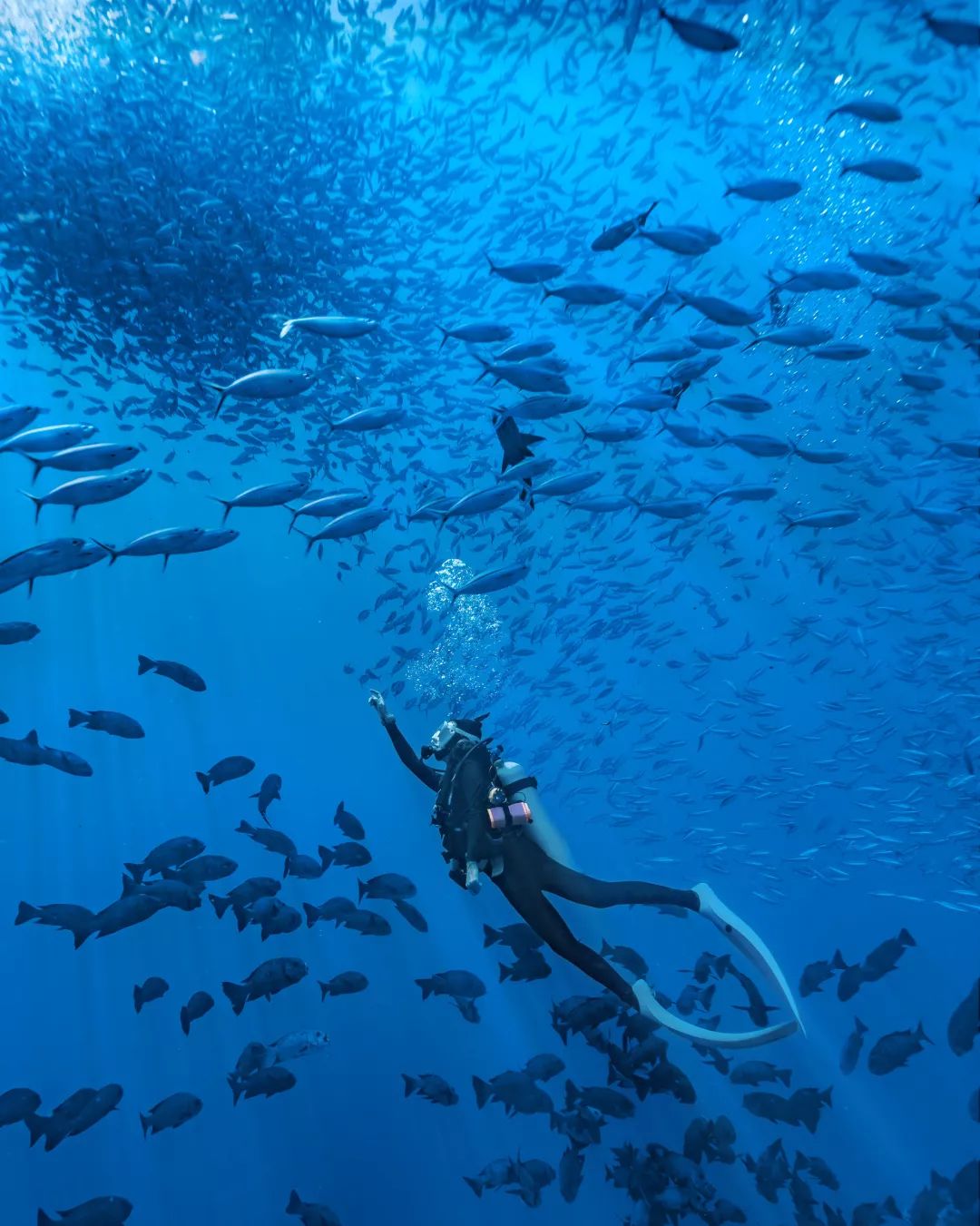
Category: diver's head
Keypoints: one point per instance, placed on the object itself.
(450, 733)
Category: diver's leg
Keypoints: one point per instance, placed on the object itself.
(593, 893)
(524, 894)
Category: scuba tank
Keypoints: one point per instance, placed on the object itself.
(522, 789)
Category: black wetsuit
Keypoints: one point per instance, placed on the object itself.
(527, 870)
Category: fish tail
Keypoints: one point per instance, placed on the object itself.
(237, 995)
(222, 394)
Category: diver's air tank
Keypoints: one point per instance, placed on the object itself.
(541, 829)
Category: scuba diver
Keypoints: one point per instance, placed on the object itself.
(485, 810)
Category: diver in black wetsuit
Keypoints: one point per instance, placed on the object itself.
(524, 872)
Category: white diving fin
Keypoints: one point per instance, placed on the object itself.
(652, 1009)
(747, 942)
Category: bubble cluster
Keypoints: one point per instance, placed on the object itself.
(461, 668)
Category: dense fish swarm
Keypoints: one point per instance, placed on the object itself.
(609, 367)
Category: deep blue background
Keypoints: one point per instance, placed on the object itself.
(597, 688)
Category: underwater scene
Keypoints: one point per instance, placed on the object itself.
(490, 642)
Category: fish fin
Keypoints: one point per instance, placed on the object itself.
(38, 503)
(226, 503)
(482, 1092)
(35, 1127)
(26, 911)
(220, 904)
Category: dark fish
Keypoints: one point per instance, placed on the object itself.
(270, 791)
(432, 1088)
(244, 894)
(172, 1113)
(17, 632)
(201, 869)
(180, 673)
(310, 1212)
(694, 34)
(261, 1084)
(965, 1022)
(853, 1047)
(199, 1005)
(895, 1051)
(265, 981)
(100, 1211)
(105, 721)
(815, 975)
(17, 1104)
(516, 446)
(411, 915)
(346, 984)
(348, 823)
(151, 989)
(64, 916)
(348, 855)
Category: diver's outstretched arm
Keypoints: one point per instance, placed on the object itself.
(432, 779)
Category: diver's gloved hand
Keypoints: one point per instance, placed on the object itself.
(376, 699)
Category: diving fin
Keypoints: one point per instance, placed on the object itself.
(747, 943)
(652, 1008)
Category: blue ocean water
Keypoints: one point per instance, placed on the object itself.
(707, 689)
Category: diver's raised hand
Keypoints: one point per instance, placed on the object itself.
(376, 699)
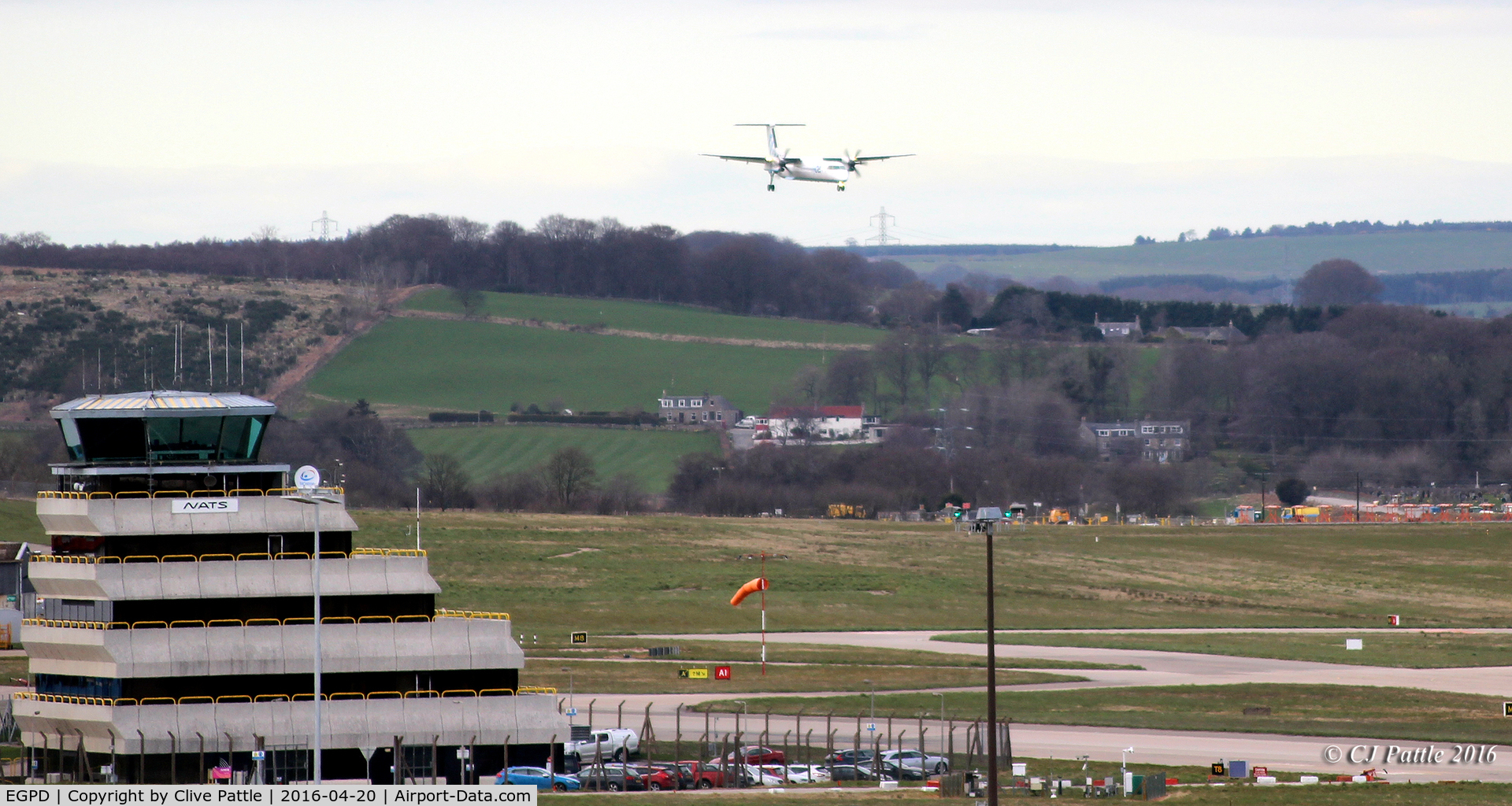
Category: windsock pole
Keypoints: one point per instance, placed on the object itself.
(764, 614)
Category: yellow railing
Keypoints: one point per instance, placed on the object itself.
(239, 492)
(445, 613)
(291, 622)
(232, 699)
(223, 556)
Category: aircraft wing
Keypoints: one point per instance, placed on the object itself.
(737, 159)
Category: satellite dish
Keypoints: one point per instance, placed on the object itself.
(306, 479)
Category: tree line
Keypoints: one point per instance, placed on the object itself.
(747, 274)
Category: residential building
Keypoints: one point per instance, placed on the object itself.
(1117, 330)
(1151, 441)
(698, 410)
(177, 625)
(825, 422)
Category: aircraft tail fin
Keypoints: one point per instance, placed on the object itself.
(772, 135)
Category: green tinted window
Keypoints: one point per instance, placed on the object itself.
(183, 439)
(241, 438)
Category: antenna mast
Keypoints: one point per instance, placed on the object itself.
(882, 238)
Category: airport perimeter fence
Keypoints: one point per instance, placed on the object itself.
(820, 738)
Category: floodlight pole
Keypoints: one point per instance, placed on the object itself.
(992, 681)
(315, 582)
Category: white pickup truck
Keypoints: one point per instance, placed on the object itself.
(608, 745)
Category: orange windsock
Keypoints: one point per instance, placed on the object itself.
(749, 589)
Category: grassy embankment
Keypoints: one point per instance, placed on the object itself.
(495, 449)
(415, 366)
(1373, 794)
(667, 574)
(1247, 259)
(1295, 710)
(650, 318)
(1406, 649)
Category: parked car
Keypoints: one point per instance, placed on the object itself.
(705, 775)
(917, 761)
(892, 771)
(543, 781)
(608, 745)
(808, 773)
(758, 755)
(850, 771)
(624, 778)
(758, 776)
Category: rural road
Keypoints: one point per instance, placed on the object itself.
(1160, 667)
(1175, 748)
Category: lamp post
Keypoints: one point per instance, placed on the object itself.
(986, 522)
(943, 728)
(307, 497)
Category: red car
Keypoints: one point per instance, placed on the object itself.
(758, 755)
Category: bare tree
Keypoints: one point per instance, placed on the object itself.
(895, 362)
(447, 484)
(569, 474)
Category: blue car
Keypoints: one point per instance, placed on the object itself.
(543, 781)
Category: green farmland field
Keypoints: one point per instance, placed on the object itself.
(650, 318)
(425, 364)
(670, 574)
(496, 449)
(1247, 259)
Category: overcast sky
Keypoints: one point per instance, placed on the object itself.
(1056, 121)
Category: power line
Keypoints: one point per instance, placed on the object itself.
(325, 223)
(882, 238)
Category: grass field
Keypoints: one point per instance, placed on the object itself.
(1247, 259)
(495, 449)
(1406, 649)
(667, 574)
(422, 364)
(1414, 794)
(1295, 710)
(19, 520)
(650, 318)
(806, 653)
(662, 676)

Your task – Extract the full listing exactly, with the pictures left out.

Response to this exercise –
Category: diver's head
Keypoints: one point per instance, placed on the object itself.
(450, 733)
Category: diver's leg
Keypoints: one point per instance, placed on the object itself.
(593, 893)
(524, 894)
Category: scuba tank
Keypoints: one point per instance, placed on the object itself.
(522, 789)
Category: black wetsuit
Keypoints: one point per instance, placed on the object itself.
(527, 870)
Category: fish tail
Keypoints: one point per instance, placed on the object itself.
(237, 995)
(222, 394)
Category: diver's air tank
Keypoints: one point per instance, placed on the object itself.
(541, 829)
Category: scuba diver
Keypoints: one point per instance, placed on the object itself.
(485, 810)
Category: diver in black wetsuit
Keypoints: one point per instance, placed on the object itself.
(524, 872)
Category: white diving fin
Keypoints: one point per instance, placed on the object itself.
(652, 1009)
(747, 942)
Category: bubble cluster
Keypoints: one point per instance, placed on the object itself.
(461, 668)
Category: dense fish swarm
Keypoints: one point per instance, placed on the object itself.
(609, 367)
Category: deep blue background
Keypoints: one point per instance, placed on the object itself.
(597, 688)
Category: underwater scene
Keypoints: one point per instance, placed on the object itself.
(490, 642)
Category: fish fin
Keypoints: one point per instance, placed on the object itself.
(38, 503)
(226, 503)
(482, 1092)
(35, 1127)
(26, 911)
(220, 904)
Category: dark fish
Keypoints: one point per instance, placed on the object itself.
(270, 791)
(432, 1088)
(244, 894)
(172, 1113)
(17, 632)
(201, 869)
(180, 673)
(310, 1212)
(694, 34)
(261, 1084)
(965, 1022)
(853, 1047)
(199, 1005)
(895, 1051)
(265, 981)
(100, 1211)
(105, 721)
(815, 975)
(17, 1104)
(516, 446)
(411, 915)
(346, 984)
(348, 823)
(151, 989)
(64, 916)
(348, 855)
Category: diver's outstretched arm
Keypoints: one point per instance, placed on the object itself.
(432, 779)
Category: diver's gloved hand
Keypoints: one point per instance, placed on the object itself.
(376, 699)
Category: diving fin
Keypoints: one point per instance, placed on the object itself.
(747, 943)
(652, 1008)
Category: blue ocean water
Keypoints: one point per instance, placed on the object itself.
(707, 689)
Category: diver's raised hand
Keypoints: one point per instance, placed on the object itself.
(376, 699)
Category: windsock pole
Keypoints: one point per instance, placed on the object itself.
(764, 614)
Category: yellow railing
Keypoints: one point per instance, placed on the object itself.
(239, 492)
(445, 613)
(291, 622)
(232, 699)
(223, 556)
Category: aircraft wing
Keypoints: one point per instance, placed on the object itself.
(737, 159)
Category: satellite dish
Keypoints: one point per instance, placed on the object itself.
(306, 479)
Category: tree line
Keypoints: one point per instance, placed on the object itself.
(747, 274)
Category: residential building
Keypoints: one point per instance, placed on the object itself.
(1117, 330)
(1151, 441)
(698, 410)
(177, 625)
(825, 422)
Category: aircraft tail fin
Keypoints: one point per instance, placed on the object itself.
(772, 135)
Category: green tinted window
Keypoints: one point per instance, placed on the object itself.
(183, 439)
(241, 438)
Category: antenna mast
Keypoints: one point per instance, placed on the object itself.
(882, 238)
Category: airport perimeter fence
Keypoints: one point per instance, placed on the object itself.
(820, 738)
Category: floodlight pole
Keypoints: one point per instance, placed on the object itself.
(992, 681)
(315, 582)
Category: white pickup truck
Keypoints: one point per instance, placed on the object itself.
(608, 745)
Category: orange windsock
Keypoints: one point per instance, placed on the object itself.
(749, 589)
Category: grassy embankment
Keypoints: one point per instance, placed on the object itself.
(495, 449)
(415, 366)
(1373, 794)
(667, 574)
(1247, 259)
(1295, 710)
(650, 318)
(1406, 649)
Category: parked car
Keypoints: one point per instance, placed on the object itself.
(705, 775)
(917, 761)
(892, 771)
(543, 781)
(608, 745)
(808, 773)
(758, 755)
(850, 771)
(624, 778)
(758, 776)
Category: rural road
Keypoints: one point per instance, placed on the object itself.
(1160, 667)
(1175, 748)
Category: lamp post
Keypoints: one point per instance, placed on the object itself.
(986, 522)
(943, 728)
(307, 497)
Category: red car
Keypoints: one point per instance, placed on the object itself.
(758, 755)
Category: bare tree
Keypoints: one point per instance, placed on the object itself.
(895, 362)
(447, 484)
(569, 474)
Category: blue car
Keypoints: one point per instance, placed on the object itself.
(543, 781)
Category: green farmland field
Keypoints: one point per instance, placed on the object itself.
(650, 318)
(425, 364)
(670, 574)
(496, 449)
(1247, 259)
Category: overcast sky
Keypoints: one point per instance, placed on the object itself.
(1056, 121)
Category: power line
Keypoints: one point per instance, placed on the object itself.
(325, 223)
(882, 238)
Category: grass field
Keypoints: one point per instance, placed on the object itself.
(1247, 259)
(495, 449)
(1406, 649)
(667, 574)
(422, 364)
(1414, 794)
(1295, 710)
(19, 520)
(650, 318)
(806, 653)
(662, 676)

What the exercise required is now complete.